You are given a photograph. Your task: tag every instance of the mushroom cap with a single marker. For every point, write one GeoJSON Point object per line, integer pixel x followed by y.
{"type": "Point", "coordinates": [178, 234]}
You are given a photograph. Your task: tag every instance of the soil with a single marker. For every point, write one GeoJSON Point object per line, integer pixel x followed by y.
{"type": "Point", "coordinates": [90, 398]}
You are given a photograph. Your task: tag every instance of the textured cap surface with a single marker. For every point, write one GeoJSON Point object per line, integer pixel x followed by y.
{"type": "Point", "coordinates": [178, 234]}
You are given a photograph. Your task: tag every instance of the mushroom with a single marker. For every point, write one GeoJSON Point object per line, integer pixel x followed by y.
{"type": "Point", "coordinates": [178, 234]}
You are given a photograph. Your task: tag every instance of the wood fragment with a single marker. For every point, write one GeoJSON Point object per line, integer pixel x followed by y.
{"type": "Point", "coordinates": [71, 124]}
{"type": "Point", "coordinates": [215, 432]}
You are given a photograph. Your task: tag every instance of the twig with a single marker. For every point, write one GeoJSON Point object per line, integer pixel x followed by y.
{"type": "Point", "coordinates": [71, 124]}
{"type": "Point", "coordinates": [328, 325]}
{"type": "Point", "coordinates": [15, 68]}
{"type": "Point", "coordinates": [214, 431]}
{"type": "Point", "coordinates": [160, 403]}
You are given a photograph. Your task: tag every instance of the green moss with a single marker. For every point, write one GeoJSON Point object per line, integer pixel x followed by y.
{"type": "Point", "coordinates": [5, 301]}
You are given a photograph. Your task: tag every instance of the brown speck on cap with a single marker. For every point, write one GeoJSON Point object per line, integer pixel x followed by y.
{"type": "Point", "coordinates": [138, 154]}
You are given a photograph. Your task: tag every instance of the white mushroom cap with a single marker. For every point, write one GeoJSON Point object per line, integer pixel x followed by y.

§

* **How to complete this task**
A faithful copy of every record is required; output it in full.

* **Written solution**
You are given a photograph. Your task: tag every instance of the mushroom cap with a single marker. For every point, write one GeoJSON Point object per line, integer pixel x followed by y.
{"type": "Point", "coordinates": [178, 234]}
You are given a photograph. Your task: tag every instance of the soil with a single marker. For every point, write one GeoJSON Point object per line, integer pixel x followed by y.
{"type": "Point", "coordinates": [90, 398]}
You are given a photograph. Your task: tag every instance of the textured cap surface with a single marker. For every point, write one GeoJSON Point object per line, integer pixel x followed by y.
{"type": "Point", "coordinates": [178, 234]}
You are given a photograph. Your task: tag every instance of the mushroom with a single marker. For every point, write one GeoJSON Point object per line, integer pixel x followed by y.
{"type": "Point", "coordinates": [178, 234]}
You are given a photograph. Your task: tag every instance of the wood fragment with a single marker. For every point, write one GeoJSON Point object per line, integer pixel x followed by y.
{"type": "Point", "coordinates": [71, 124]}
{"type": "Point", "coordinates": [215, 432]}
You are given a photograph. Your task: tag every instance of the twig with a single marker. For every point, write one GeoJSON Point object per line, integer pixel x followed by y.
{"type": "Point", "coordinates": [71, 124]}
{"type": "Point", "coordinates": [328, 325]}
{"type": "Point", "coordinates": [15, 68]}
{"type": "Point", "coordinates": [214, 431]}
{"type": "Point", "coordinates": [160, 403]}
You are given a photograph. Your task: tag every instance of the green moss with a single marker. For every point, write one GeoJSON Point object per line, integer pixel x followed by y.
{"type": "Point", "coordinates": [5, 301]}
You are given a photograph. Your task: tag every instance of the brown speck on cap with a single marker. For every point, write one GeoJSON Point object per line, integer pixel x followed by y.
{"type": "Point", "coordinates": [138, 154]}
You are given a photograph. Your task: tag every instance of the white mushroom cap with a single marker. For every point, write one GeoJSON Point object per line, integer pixel x followed by y.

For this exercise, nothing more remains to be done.